ISIL leader was about to relocate to the Syrian town of Jarablus when the US commando operation earmarked him.
World leaders and regional analysts have warned of the remaining threat from the Islamic State of Iraq and the Levant (ISIL or ISIS) armed group – even after the death of its leader, Abu Bakr al-Baghdadi.
According to US President Donald Trump, the ISIL chief died during a night-time raid by US special forces in Barisha, a village in Syria‘s northwestern province of Idlib. Al-Baghdadi detonated a suicide vest after running into a dead-end tunnel beneath a compound, killing himself and three of his children, Trump said on Sunday.
Under al-Baghdadi’s command, ISIL became one of the most brutal armed groups in modern history and, at its peak, its self-declared caliphate covered territory across Iraq and Syria roughly equivalent to the size of the United Kingdom.
Harnessing the internet and encouraging followers from different parts of the world to join them, ISIL fighters carried out mass killings, beheadings and rape campaigns in Iraq and Syria, and inspired attacks beyond the Middle East. In the following years, a series of offensives gradually stripped the group of its territory, with its fighters losing their final scrap of land in Syria in March this year.
Andreas Krieg, assistant professor at the Defence Studies Department of King’s College London, said al-Baghdadi’s death was “mostly of symbolic importance”.
“I’ve said for years that this organisation has become somewhat of a virtual caliphate; a franchise that other groups can buy into and basically sell around the world,” he told Al Jazeera, describing ISIL as a “virtual community” that has been “leaderless”.
“The killing of the so-called self-proclaimed caliph doesn’t make any difference in that because the different groups that existed and continued to exist after the collapse of the physical caliphate will continue to fight in the underground in Syria and Iraq, but also in Afghanistan and sub-Saharan Africa and elsewhere,” he said.
While details surrounding the operation that led to al-Baghdadi’s death are still emerging – and his death has been announced many times before – the US declaration has brought up the question of his succession.
ISIL social media channels have not confirmed Trump’s announcement, nor alluded to potential successors, but Iraqi political analyst Hiwa Osman said it would not be long before the name of a new leader emerged.
“Looking at the track record of these radical groups, when [al-Qaeda leader in Iraq Abu Musab] al-Zarqawi was killed, the group was very quick in appointing another person to be in charge; when Osama bin Laden was killed, al-Qaeda was also very quick to appoint someone else in his place – I think we will hear the same thing from ISIL,” he told Al Jazeera.
Analysts said the list of potential successors appeared to be short, with Hisham al-Hashemi, an Iraqi expert on ISIL, noting that two potential candidates stand out: Abu Othman al-Tunsi and Abu Saleh al-Juzrawi, who is also known as Hajj Abdullah.
The first – a Tunisian national – heads ISIL’s Shura Council, a legislative and consultative body, al-Hashemi told AFP news agency.
The second – a Saudi – runs the group’s so-called Delegated Committee, an executive body, he said.

• Goal 1:
In the article on al-Baghdadi's death, which body does Abu Othman al-Tunsi head?

Records from a data source
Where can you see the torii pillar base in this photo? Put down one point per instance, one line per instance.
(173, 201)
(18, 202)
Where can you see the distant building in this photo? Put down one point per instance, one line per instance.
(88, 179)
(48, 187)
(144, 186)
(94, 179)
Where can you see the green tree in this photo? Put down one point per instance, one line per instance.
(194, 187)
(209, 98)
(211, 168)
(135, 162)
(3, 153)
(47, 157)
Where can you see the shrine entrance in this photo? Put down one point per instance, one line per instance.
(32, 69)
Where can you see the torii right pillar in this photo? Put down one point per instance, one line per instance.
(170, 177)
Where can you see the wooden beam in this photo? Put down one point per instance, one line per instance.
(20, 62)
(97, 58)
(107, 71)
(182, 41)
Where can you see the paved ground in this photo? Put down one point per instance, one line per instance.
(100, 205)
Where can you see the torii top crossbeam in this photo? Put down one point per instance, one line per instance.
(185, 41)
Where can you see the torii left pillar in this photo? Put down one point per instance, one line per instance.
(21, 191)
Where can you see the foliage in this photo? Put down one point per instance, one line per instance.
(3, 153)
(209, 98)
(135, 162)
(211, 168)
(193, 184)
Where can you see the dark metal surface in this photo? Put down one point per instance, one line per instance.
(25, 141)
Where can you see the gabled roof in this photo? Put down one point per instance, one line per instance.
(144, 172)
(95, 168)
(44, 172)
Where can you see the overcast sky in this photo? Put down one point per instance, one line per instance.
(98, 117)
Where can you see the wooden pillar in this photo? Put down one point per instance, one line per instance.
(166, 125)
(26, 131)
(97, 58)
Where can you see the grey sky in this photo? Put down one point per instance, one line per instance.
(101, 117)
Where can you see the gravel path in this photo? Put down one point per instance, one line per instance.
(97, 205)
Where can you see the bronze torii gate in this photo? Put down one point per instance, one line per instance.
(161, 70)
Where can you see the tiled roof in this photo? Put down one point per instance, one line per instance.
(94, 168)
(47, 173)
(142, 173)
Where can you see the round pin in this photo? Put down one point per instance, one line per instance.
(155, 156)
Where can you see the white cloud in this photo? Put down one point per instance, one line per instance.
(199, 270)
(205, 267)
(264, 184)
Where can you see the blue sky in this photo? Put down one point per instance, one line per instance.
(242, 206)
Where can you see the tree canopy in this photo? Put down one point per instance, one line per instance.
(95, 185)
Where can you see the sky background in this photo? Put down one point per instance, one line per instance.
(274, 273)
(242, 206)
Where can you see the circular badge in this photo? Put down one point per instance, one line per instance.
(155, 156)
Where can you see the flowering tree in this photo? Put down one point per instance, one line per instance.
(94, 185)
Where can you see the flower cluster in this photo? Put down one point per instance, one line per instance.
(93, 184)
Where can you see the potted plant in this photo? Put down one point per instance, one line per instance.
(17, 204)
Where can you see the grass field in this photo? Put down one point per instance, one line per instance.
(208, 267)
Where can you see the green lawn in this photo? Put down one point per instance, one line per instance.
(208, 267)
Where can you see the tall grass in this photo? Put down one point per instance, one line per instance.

• Goal 2:
Rewrite the entries starting at the line that contains "Where can you see the green lawn" and ending at the last line of the entries, requests included. Scale every point coordinate in the answers by 2.2 and round to whole numbers, with halves rounded up.

• Correct answer 1:
ISIL's Shura Council, a legislative and consultative body.

• Correct answer 2:
Where can you see the green lawn in this photo? Put down one point per instance, one line per instance.
(458, 587)
Where can you see the tall grass in this photo? Put down one point per instance, one line per instance.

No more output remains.